[[ EXERCISE MATERIALS, beginning ]]

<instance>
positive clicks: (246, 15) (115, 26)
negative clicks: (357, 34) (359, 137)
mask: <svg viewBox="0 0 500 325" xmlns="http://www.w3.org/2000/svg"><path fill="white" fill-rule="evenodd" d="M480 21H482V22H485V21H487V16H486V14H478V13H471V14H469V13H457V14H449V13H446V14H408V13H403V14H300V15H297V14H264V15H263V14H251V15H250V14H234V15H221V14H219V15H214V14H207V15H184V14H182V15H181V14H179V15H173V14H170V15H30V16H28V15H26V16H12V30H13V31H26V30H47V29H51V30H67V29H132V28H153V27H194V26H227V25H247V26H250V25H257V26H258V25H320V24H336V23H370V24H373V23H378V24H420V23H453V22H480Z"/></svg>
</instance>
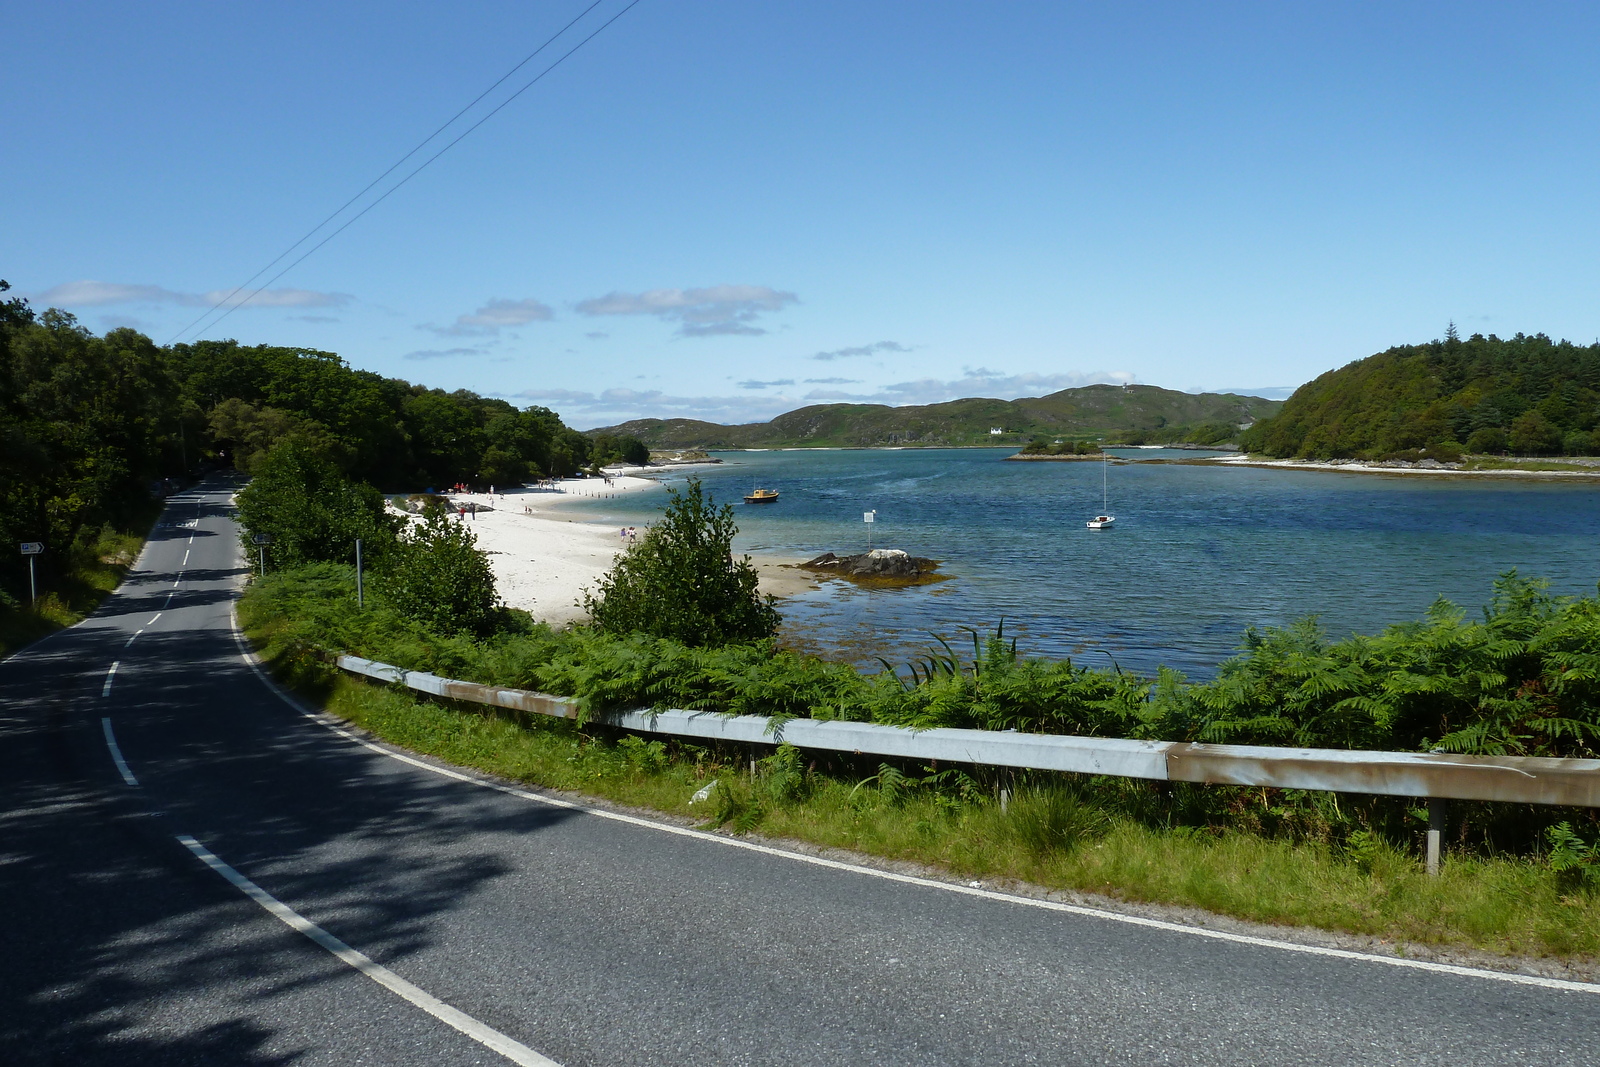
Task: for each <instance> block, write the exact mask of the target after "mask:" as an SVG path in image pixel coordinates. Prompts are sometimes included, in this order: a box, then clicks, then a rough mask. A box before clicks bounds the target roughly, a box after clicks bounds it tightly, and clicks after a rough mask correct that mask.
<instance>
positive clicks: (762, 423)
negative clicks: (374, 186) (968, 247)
mask: <svg viewBox="0 0 1600 1067" xmlns="http://www.w3.org/2000/svg"><path fill="white" fill-rule="evenodd" d="M1282 406H1283V405H1282V402H1278V400H1262V398H1259V397H1237V395H1234V394H1184V392H1174V390H1171V389H1157V387H1155V386H1126V387H1122V386H1088V387H1083V389H1062V390H1061V392H1056V394H1050V395H1048V397H1024V398H1021V400H987V398H979V397H973V398H968V400H950V402H947V403H933V405H912V406H904V408H891V406H888V405H878V403H824V405H813V406H810V408H798V410H795V411H787V413H784V414H781V416H778V418H776V419H773V421H771V422H746V424H742V426H720V424H717V422H699V421H696V419H635V421H632V422H624V424H621V426H611V427H602V429H595V430H589V434H590V435H600V434H626V435H630V437H637V438H638V440H642V442H645V443H646V445H650V446H651V448H797V446H816V448H821V446H846V448H848V446H870V445H925V446H933V445H1021V443H1024V442H1029V440H1032V438H1035V437H1080V438H1094V440H1117V442H1125V443H1133V445H1138V443H1146V442H1184V440H1189V442H1200V443H1216V442H1224V440H1232V438H1234V437H1235V434H1237V432H1238V427H1240V424H1248V422H1253V421H1256V419H1264V418H1267V416H1272V414H1275V413H1277V411H1278V408H1282ZM990 429H1000V430H1003V434H1000V435H994V434H990V432H989V430H990Z"/></svg>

[[ EXERCISE MATERIALS, end ]]

## WORK TASK
Your answer should be the lines above from the one containing "Task: for each" through the one containing "positive clicks: (762, 423)", copied exactly and with both ends kept.

## EXERCISE RESULT
Task: for each <instance> block, write the exact mask of the target after "mask:" as an SVG path in image pixel coordinates. Prompts are sometimes included, in this order: a box, then clicks, then a rough mask. A box before clicks bounds the target roughly, a box after clicks bounds it tightly, and clicks after a rough mask correct that mask.
<instance>
positive clicks: (762, 423)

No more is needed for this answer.